**What is asked**. In the material below, repeat only the lines from the one that holds "[point] rear side" through the final line, exactly as they stand.
<<<<
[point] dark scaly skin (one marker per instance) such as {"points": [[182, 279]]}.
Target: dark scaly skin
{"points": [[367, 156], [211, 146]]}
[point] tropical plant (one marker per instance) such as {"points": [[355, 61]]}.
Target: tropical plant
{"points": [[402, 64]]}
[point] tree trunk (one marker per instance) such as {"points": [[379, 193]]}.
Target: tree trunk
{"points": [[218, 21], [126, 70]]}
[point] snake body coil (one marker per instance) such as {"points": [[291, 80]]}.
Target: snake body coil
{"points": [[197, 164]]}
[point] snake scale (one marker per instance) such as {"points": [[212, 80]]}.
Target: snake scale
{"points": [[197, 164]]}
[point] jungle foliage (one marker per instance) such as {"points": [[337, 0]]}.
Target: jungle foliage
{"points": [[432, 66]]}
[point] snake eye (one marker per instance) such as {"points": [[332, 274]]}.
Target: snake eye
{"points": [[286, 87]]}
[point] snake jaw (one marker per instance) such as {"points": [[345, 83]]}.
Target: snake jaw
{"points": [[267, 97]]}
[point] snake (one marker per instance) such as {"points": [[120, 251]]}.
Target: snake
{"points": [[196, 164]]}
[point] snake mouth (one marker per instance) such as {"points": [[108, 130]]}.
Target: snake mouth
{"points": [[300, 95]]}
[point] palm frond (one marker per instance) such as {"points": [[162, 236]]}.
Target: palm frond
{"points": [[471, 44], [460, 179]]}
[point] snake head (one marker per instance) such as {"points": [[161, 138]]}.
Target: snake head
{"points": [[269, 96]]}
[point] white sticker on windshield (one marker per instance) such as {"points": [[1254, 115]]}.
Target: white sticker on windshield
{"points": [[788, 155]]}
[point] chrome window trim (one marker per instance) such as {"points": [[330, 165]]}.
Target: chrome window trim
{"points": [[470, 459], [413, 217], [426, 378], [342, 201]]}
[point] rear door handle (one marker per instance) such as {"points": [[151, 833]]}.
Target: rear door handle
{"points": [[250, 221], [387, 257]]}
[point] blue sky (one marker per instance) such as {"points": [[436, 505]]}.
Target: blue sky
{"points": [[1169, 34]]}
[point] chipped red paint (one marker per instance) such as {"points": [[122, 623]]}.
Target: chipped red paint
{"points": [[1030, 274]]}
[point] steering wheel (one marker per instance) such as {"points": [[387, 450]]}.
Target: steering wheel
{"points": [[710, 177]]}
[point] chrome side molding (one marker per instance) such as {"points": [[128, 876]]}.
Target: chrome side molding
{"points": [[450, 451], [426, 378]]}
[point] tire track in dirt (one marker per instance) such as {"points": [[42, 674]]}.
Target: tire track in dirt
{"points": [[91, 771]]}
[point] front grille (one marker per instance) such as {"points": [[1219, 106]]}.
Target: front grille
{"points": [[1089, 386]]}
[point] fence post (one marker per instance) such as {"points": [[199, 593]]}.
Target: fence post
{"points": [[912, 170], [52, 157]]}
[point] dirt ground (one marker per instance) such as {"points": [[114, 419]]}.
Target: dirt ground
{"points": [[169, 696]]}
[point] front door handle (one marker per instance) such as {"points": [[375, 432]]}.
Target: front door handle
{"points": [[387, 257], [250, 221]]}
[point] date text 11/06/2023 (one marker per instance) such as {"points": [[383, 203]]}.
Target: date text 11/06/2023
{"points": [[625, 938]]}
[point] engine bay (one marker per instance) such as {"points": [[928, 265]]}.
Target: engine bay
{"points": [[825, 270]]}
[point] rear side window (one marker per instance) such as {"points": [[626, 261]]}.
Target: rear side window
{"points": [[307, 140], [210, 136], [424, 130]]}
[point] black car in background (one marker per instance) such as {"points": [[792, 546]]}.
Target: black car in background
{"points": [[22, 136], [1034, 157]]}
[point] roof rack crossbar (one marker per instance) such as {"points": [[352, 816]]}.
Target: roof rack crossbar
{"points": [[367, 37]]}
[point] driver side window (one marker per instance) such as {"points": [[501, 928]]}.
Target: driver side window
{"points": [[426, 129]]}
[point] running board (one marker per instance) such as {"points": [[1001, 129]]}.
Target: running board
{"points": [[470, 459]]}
>>>>
**The answer**.
[point] rear side window (one marker per instance) such as {"points": [[626, 261]]}.
Target: rear side window
{"points": [[307, 140], [210, 136], [424, 130]]}
[point] black car in background (one marker per instance) such as {"points": [[792, 546]]}.
Target: black car in background
{"points": [[22, 136], [1034, 157]]}
[point] roof rack crossbar (one marker per instance) such as {"points": [[352, 816]]}.
Target: roof rack crossbar
{"points": [[367, 37]]}
[point] driver side window (one marker per instance) such as {"points": [[501, 928]]}.
Target: driver side window
{"points": [[426, 129]]}
[point] running board (one marker per instance) such as {"points": [[1001, 129]]}.
Target: running board
{"points": [[470, 459]]}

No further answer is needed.